**Short problem:** Retype each of the entries below word for word, leaving out the pictures.
+++
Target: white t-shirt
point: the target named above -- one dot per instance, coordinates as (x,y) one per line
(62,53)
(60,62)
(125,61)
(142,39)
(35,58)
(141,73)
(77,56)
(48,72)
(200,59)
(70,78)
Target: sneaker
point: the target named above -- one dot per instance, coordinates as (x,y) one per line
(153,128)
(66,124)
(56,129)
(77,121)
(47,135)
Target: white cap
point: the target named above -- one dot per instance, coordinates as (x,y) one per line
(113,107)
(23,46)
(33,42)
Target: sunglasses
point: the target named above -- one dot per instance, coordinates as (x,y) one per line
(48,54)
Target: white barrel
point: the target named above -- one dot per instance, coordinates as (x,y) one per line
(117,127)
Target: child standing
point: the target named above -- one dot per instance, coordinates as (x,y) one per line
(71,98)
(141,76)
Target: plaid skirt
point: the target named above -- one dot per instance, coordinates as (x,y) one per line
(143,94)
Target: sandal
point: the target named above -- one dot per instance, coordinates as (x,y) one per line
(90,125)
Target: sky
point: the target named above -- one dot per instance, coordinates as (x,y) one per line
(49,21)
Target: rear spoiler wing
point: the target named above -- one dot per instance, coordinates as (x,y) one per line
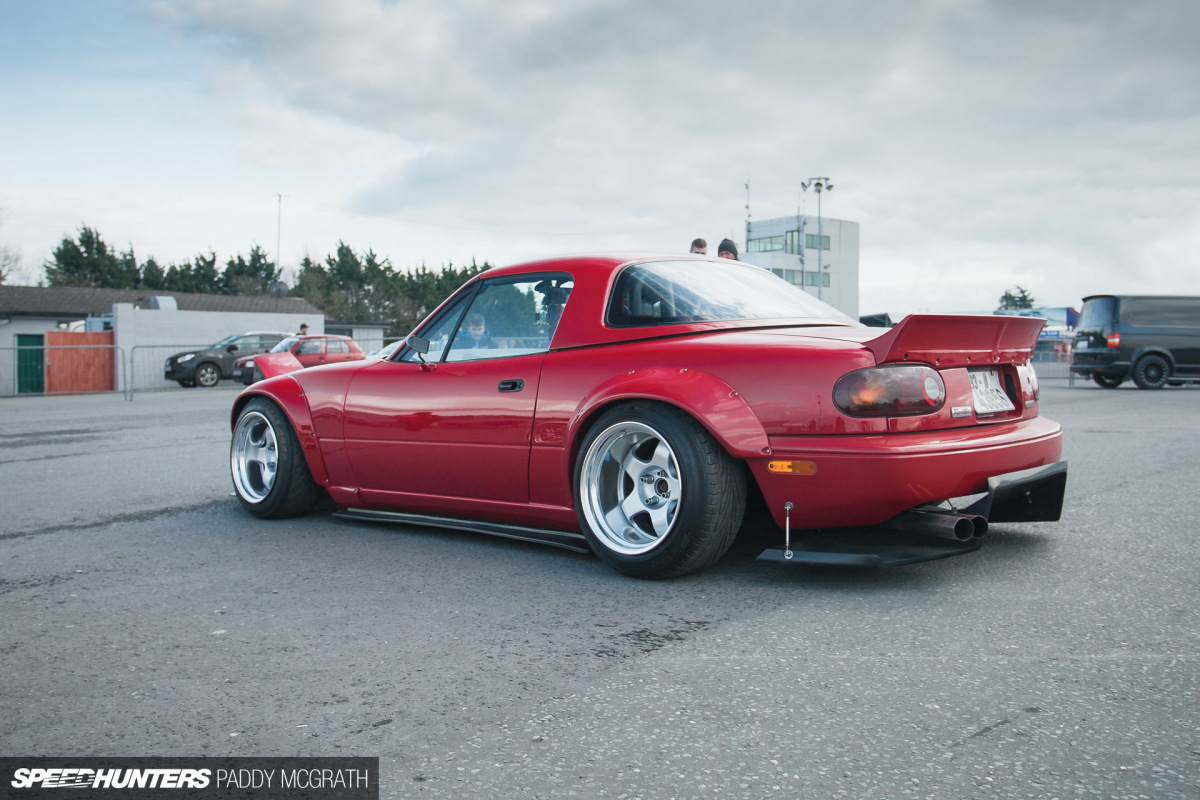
(955,341)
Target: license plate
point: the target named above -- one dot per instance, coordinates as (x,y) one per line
(989,395)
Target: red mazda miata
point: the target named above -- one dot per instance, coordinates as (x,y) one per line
(637,405)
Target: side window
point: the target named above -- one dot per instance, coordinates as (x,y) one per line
(511,317)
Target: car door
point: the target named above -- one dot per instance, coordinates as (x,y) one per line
(461,423)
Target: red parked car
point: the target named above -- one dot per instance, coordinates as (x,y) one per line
(298,352)
(635,407)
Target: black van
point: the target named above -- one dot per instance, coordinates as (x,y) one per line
(1156,341)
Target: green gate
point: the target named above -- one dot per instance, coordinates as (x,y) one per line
(30,364)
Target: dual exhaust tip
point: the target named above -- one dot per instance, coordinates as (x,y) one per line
(940,524)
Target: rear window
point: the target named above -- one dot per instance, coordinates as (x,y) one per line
(1162,312)
(670,293)
(1098,313)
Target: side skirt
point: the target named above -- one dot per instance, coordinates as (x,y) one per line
(575,542)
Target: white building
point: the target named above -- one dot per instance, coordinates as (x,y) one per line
(829,251)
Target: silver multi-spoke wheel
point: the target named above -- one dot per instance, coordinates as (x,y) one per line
(631,487)
(208,376)
(255,456)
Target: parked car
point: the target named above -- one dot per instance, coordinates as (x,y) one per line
(307,352)
(635,407)
(207,366)
(1153,340)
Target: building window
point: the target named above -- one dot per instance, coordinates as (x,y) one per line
(792,246)
(766,245)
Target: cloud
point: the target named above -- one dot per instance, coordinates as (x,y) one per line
(979,144)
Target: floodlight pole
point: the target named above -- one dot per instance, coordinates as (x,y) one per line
(820,185)
(279,227)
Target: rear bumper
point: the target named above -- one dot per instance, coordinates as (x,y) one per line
(864,480)
(179,371)
(1027,495)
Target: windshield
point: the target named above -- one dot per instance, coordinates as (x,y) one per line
(286,344)
(667,293)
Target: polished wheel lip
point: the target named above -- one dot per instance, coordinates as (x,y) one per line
(255,457)
(630,488)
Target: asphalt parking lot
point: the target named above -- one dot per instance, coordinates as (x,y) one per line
(145,614)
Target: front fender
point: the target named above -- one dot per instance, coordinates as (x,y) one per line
(287,394)
(706,397)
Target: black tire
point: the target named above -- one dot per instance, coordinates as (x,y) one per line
(264,433)
(208,374)
(684,510)
(1151,372)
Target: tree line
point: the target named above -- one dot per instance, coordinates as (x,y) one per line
(345,286)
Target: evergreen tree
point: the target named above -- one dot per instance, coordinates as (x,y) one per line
(89,262)
(249,277)
(153,276)
(1013,300)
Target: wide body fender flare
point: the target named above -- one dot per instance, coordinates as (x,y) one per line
(711,401)
(288,395)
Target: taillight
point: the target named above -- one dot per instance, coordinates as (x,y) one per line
(901,390)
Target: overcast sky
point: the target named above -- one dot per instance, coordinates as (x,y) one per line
(979,145)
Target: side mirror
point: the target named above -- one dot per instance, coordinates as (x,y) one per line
(420,347)
(417,344)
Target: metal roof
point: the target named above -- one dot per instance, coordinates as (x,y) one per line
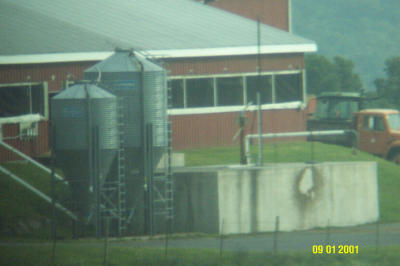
(78,91)
(162,28)
(124,61)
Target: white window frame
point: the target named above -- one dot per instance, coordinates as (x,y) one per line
(30,84)
(216,108)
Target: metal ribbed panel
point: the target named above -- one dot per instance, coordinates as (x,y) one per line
(122,75)
(155,105)
(70,116)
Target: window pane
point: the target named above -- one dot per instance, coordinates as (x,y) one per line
(288,88)
(200,92)
(19,100)
(265,89)
(230,91)
(176,86)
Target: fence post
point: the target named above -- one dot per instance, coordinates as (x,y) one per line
(221,238)
(328,233)
(106,241)
(276,234)
(377,236)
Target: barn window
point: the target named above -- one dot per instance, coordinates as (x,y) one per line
(288,88)
(200,92)
(23,98)
(253,83)
(177,93)
(230,91)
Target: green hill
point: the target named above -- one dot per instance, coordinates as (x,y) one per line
(365,31)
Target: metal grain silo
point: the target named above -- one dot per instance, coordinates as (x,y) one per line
(141,86)
(84,129)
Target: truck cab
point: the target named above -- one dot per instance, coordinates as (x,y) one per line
(379,132)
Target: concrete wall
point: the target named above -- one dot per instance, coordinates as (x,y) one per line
(247,200)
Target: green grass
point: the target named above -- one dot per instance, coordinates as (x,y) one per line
(283,152)
(22,213)
(84,254)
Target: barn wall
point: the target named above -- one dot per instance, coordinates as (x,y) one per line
(237,64)
(33,146)
(218,129)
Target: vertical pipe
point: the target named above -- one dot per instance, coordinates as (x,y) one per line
(97,188)
(260,146)
(260,142)
(149,175)
(143,167)
(53,195)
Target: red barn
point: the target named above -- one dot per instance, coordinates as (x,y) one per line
(211,56)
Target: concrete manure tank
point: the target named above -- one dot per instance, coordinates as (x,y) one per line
(76,112)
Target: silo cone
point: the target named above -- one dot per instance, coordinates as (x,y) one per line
(76,113)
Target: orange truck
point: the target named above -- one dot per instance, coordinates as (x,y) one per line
(379,132)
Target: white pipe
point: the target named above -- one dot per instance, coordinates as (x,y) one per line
(41,166)
(294,134)
(37,192)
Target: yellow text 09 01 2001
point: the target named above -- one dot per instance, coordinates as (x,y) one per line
(335,249)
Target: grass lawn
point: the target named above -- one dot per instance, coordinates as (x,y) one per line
(86,254)
(24,213)
(388,172)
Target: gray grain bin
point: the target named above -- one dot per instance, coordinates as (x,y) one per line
(136,80)
(77,111)
(141,88)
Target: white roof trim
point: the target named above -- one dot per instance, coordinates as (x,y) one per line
(53,58)
(230,109)
(29,118)
(228,51)
(175,53)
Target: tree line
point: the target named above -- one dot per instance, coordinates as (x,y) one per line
(337,74)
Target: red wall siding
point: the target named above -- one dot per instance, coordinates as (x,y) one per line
(205,130)
(237,64)
(43,72)
(271,12)
(33,147)
(182,66)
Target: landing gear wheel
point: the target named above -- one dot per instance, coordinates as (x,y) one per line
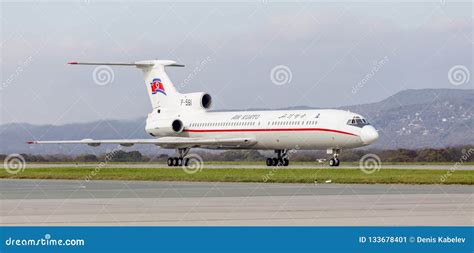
+++
**Written solution:**
Target: white t-shirt
point: the target named above -- one dot per instance, coordinates as (x,y) one per line
(62,53)
(60,62)
(125,61)
(142,39)
(35,58)
(141,73)
(77,56)
(48,72)
(200,59)
(70,78)
Target: sneaker
point: the target named above -- one dot per instance, coordinates as (x,y) one per line
(153,128)
(66,124)
(56,129)
(77,121)
(47,135)
Target: white cap
point: the target named above -- one dot per instance, coordinates as (x,y) one per line
(113,107)
(23,46)
(33,42)
Target: sunglasses
point: the target named above -- one dot per instance, coordinates as (x,y) one per line
(48,54)
Target: white barrel
point: the target named above -- one dot per instance, coordinates as (x,y) one per line
(117,127)
Target: child standing
point: the target named above -- one dot per instance, coordinates as (x,y) one per line
(71,98)
(141,76)
Target: plaid skirt
point: the target named above -- one dot per instance, coordinates as (x,y) one per line
(143,94)
Target: sandal
point: the target named above -- one dot per instance, coordinates as (x,y) one per line
(90,125)
Target: sky
point: the target named above -- one dot per instance, coordinates as (x,y) one per line
(49,21)
Target: rear spoiler wing
point: the target named above -- one dot per instance, coordinates as (x,y) one per line
(955,341)
Target: license plate
point: the target named above -- one dot per instance, coordinates as (x,y) one per line
(989,395)
Target: red mazda miata
point: the target named above -- one dot per instance, coordinates as (x,y) one per line
(637,405)
Target: side window
point: the target named above -- one dot per instance, coordinates as (x,y) one per line
(511,317)
Target: car door
point: the target named above -- one dot per instance, coordinates as (x,y) one per line
(461,423)
Target: red parked car
point: the target named above -- one dot per instance, coordinates as (x,y) one per line
(298,352)
(635,407)
Target: black van
point: the target named above -- one dot per instance, coordinates as (x,y) one per line
(1156,341)
Target: green gate
point: the target named above -- one dot per instance, coordinates as (x,y) one per line
(30,364)
Target: dual exhaust tip
point: the target named above -- one dot per instance, coordinates as (x,y) one per line
(940,524)
Target: rear window
point: the target named above -- one dot per instance, coordinates as (x,y) one per line
(1162,312)
(670,293)
(1098,313)
Target: side skirt
point: the target named above -- one dot per instance, coordinates as (x,y) one per line
(575,542)
Target: white building
point: the target named above -- one dot per instance, coordinates as (x,y) one per line
(829,251)
Target: silver multi-spoke wheel
point: the target named above -- one dot per instance, coordinates as (x,y) one per line
(631,487)
(208,376)
(255,456)
Target: parked car
point: the target named above -- one dot per instance, coordinates as (x,y) one per line
(307,352)
(635,407)
(207,366)
(1153,340)
Target: building window
point: the target named above -- one dot per instance, coordinates as (x,y) one per line
(792,246)
(766,245)
Target: cloud
point: the target named above -- one dot per instance, coordinates as (x,y) one per line
(979,144)
Target: floodlight pole
point: the target named above -- one dot per instance, coordinates as (x,y) one per line
(820,185)
(279,227)
Target: rear bumper
point: the target named above -- one dot per instance, coordinates as (x,y) one per line
(864,480)
(179,371)
(1027,495)
Target: windshield
point: the target named above -- one dot per instance, coordinates as (x,y) one per line
(286,344)
(667,293)
Target: polished wheel lip
point: the target named above -- one dot per instance, coordinates as (x,y) one per line
(255,457)
(630,488)
Target: asphalt parking lot
point: the target named above -- one dot per instance, coordinates as (x,y) one per line
(145,614)
Target: front fender
point: the target named above -- one dot per instance, coordinates as (x,y) one per line
(287,394)
(706,397)
Target: black tire
point: the target named above -- one dot per instance, coordinates as (x,y) one per line
(264,433)
(208,374)
(684,510)
(1151,372)
Target: tree line
point: the target named above -- one dot per instance, coordinates as (x,y) one per line
(345,286)
Target: evergreen tree
point: the target named above -- one dot per instance, coordinates as (x,y) one per line
(89,262)
(249,277)
(153,276)
(1013,300)
Target: wide body fender flare
point: the target named above -- one dot per instance, coordinates as (x,y) one per line
(711,401)
(288,395)
Target: taillight
point: the target named above -- one dot per instance, coordinates as (x,y) one per line
(901,390)
Target: overcast sky
point: the target named above -- one dot per instance, coordinates as (x,y) one per line
(979,145)
Target: side mirror
point: the target named above -- one dot per instance, coordinates as (x,y) one per line
(420,347)
(417,344)
Target: metal roof
point: the target named above -- one dot per instance, coordinates as (x,y) one per line
(78,91)
(162,28)
(124,61)
Target: white window frame
point: the target named above -- one dot per instance, coordinates as (x,y) one per line
(30,84)
(216,108)
Target: metal ribbed panel
point: the target named above -- one dot per instance, coordinates as (x,y) one per line
(122,75)
(155,105)
(70,116)
Target: window pane
point: the target named above -- one dot per instance, coordinates as (x,y) one per line
(288,88)
(200,92)
(19,100)
(265,89)
(230,91)
(176,86)
Target: fence post
point: the target named above -- one dot per instance, coordinates as (x,y) one per line
(221,238)
(328,233)
(106,241)
(276,234)
(377,236)
Target: barn window
point: the target named above -- one dot per instance, coordinates as (x,y) one per line
(288,88)
(200,92)
(23,98)
(253,83)
(177,93)
(230,91)
Target: green hill
point: the target named above -- one dot per instance, coordinates as (x,y) one per line
(365,31)
Target: metal grain silo
point: the target named above -- one dot per instance, coordinates as (x,y) one per line
(141,86)
(84,129)
Target: truck cab
point: the target named above -- one dot per instance, coordinates as (x,y) one per line
(379,132)
Target: concrete wall
point: the target named above -- one dot per instance, coordinates as (x,y) one per line
(247,200)
Target: green grass
point: the target named above -- one dot per instance, coordinates as (x,y) one per line
(283,152)
(22,213)
(84,254)
Target: barn wall
point: the target named above -- one dot per instance, coordinates as (x,y) one per line
(237,64)
(33,146)
(218,129)
Target: vertical pipe
point: the target named above -- one dot per instance, coordinates as (x,y) one per line
(97,188)
(260,146)
(260,142)
(149,175)
(143,167)
(53,195)
Target: red barn
point: the target named above -- one dot per instance, coordinates as (x,y) one per line
(211,56)
Target: concrete manure tank
point: the target named above -- one dot per instance, coordinates as (x,y) one per line
(76,112)
Target: silo cone
point: the target named above -- one dot per instance, coordinates as (x,y) one per line
(76,113)
Target: orange truck
point: the target named above -- one dot per instance, coordinates as (x,y) one per line
(379,132)
Target: white pipe
point: the target named above -- one dot per instance, coordinates as (x,y) one per line
(41,166)
(294,134)
(37,192)
Target: yellow text 09 01 2001
point: the target named above -- one dot per instance, coordinates as (x,y) one per line
(335,249)
Target: grass lawn
point: the target named above -- one dot per instance, coordinates as (x,y) one per line
(86,254)
(24,213)
(388,172)
Target: gray grain bin
point: the target named above -- one dot per instance, coordinates as (x,y) one per line
(136,80)
(77,111)
(141,88)
Target: white roof trim
point: the target named above -- one dot per instance, coordinates as (x,y) one per line
(53,58)
(230,109)
(29,118)
(228,51)
(175,53)
Target: tree line
point: the target named above -- one dot per instance, coordinates as (x,y) one per line
(337,74)
Target: red wall siding
point: the target named above -- one dot per instance, coordinates as (x,y) one per line
(205,130)
(237,64)
(43,72)
(271,12)
(33,147)
(182,66)
Target: landing gear wheel
point: the target named above -- one dot per instance, coordinates as (x,y) one per line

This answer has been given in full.